Extrait du texte:
Quand Jacky Lumarque interpellait ses amis

Cette lettre m’est parvenue par le truchement d’un ami de Jacky Lumarque qui était dans la liste de ceux à qui elle était alors adressée et qui la trouve toujours actuelle et impérative. Cet ami regrette surtout « que [ses collègues et lui n’aient] pas donné une suite consistante à [cet] appel en[s’] engageant résolument dès ce moment là [… ] dans une réflexion sereine et continue en vue de la production d’un discours de fond à l’adresse de la jeunesse et de toute notre société «en déconstruction durable sous l’effet combiné des médiocres, des étrangers» et des aventuriers de tout poil. »

Je la publie ici avec l’accord du Professeur Jacky Lumarque, le jour de la clôture de la campagne à laquelle il n’a pas eu le droit de participer. Puisse cette lettre, désormais à vous adressée, vous interpeller à votre tour. – Patricia Camilien

Port-au-Prince, le 15 juin 2012

A : XXX

Chers collègues et amis,

Cette brève missive est une interpellation.

Dans nos multiples échanges bilatéraux ou en groupes restreints, nous admettons tous que notre pays est comme bloqué, quand il ne tourne pas en rond. Cela, depuis quelques décennies, peut-être plus, selon l’angle d’appréciation. Notre génération, loin de percevoir le bout du tunnel, assiste au contraire à la montée de nouveaux problèmes qui viennent exacerber  ou aggraver les problèmes de fonds qui ravagent déjà notre société.

Faut-il mentionner,  par exemple ? :

  • L’aggravation du problème de l’environnement et surtout la manière dont ce problème est pris en compte dans nos politiques publiques et géré par les pouvoirs publics. Un exemple récent de cette gestion périlleuse est le type de contrat que les autorités ont signé avec les compagnies d’exploitation  minière et qui sacrifient presque sans contrepartie l’intérêt du pays.

[Extraits de données de pointage]
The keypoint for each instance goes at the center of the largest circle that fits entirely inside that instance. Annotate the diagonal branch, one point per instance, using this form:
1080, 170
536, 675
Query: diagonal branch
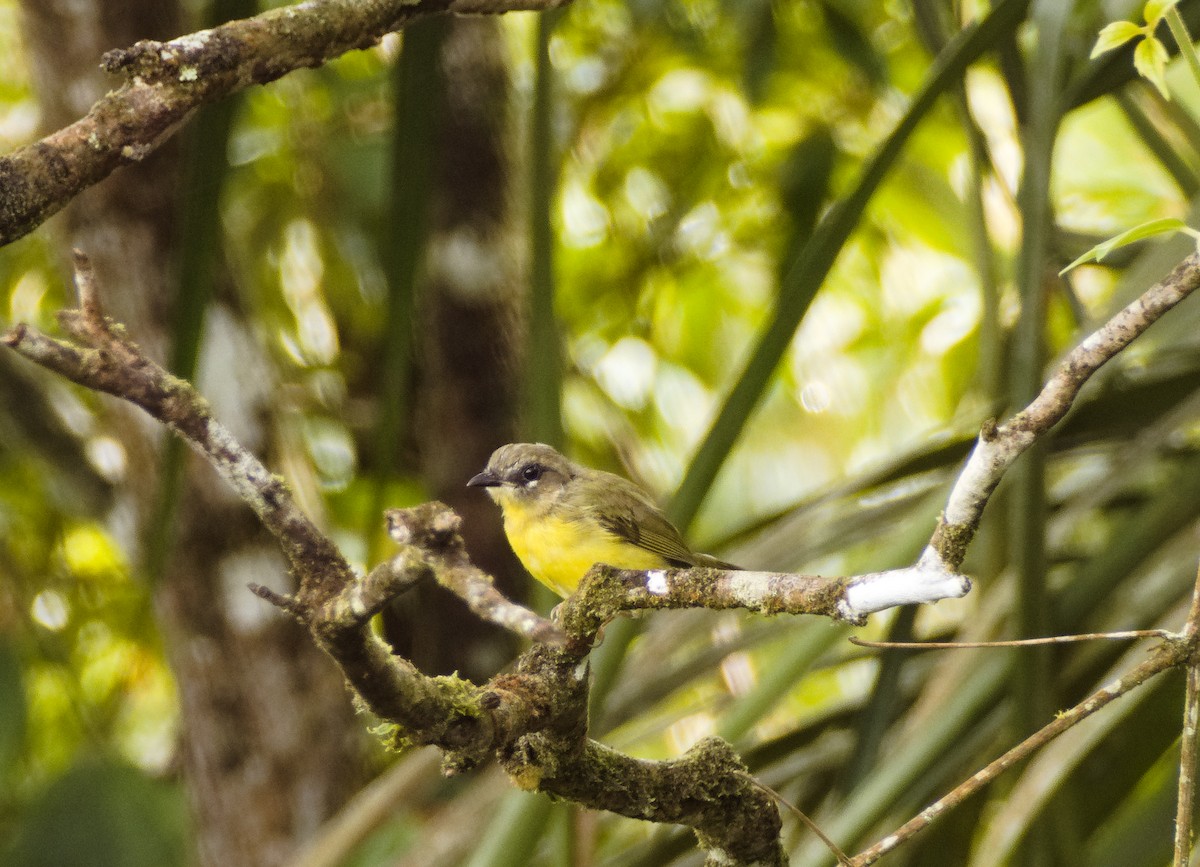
168, 81
1001, 444
533, 719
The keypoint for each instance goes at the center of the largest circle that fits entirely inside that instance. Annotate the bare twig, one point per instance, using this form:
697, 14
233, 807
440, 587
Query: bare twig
1017, 643
1168, 655
1187, 790
1001, 444
455, 572
1185, 802
168, 81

Consigne 1: Réécris plus brièvement le paragraphe de l'extrait qui commence par « Dans nos multiples échanges » en gardant ses faits principaux.
Consigne 2: Dans l'extrait, substitue « lettre » à « missive » et recopie le passage qui commence aux mots contenant « Je la publie » et s'arrête après « déjà notre société. ».

Résultat obtenu 1: Lors de nos échanges, nous reconnaissons tous que notre pays est bloqué, ou tourne en rond, depuis quelques décennies, voire davantage. Loin d'entrevoir le bout du tunnel, notre génération voit surgir de nouveaux problèmes qui aggravent les problèmes de fond qui ravagent déjà notre société.

Résultat obtenu 2:
Je la publie ici avec l’accord du Professeur Jacky Lumarque, le jour de la clôture de la campagne à laquelle il n’a pas eu le droit de participer. Puisse cette lettre, désormais à vous adressée, vous interpeller à votre tour. – Patricia Camilien

Port-au-Prince, le 15 juin 2012

A : XXX

Chers collègues et amis,

Cette brève lettre est une interpellation.

Dans nos multiples échanges bilatéraux ou en groupes restreints, nous admettons tous que notre pays est comme bloqué, quand il ne tourne pas en rond. Cela, depuis quelques décennies, peut-être plus, selon l’angle d’appréciation. Notre génération, loin de percevoir le bout du tunnel, assiste au contraire à la montée de nouveaux problèmes qui viennent exacerber  ou aggraver les problèmes de fonds qui ravagent déjà notre société.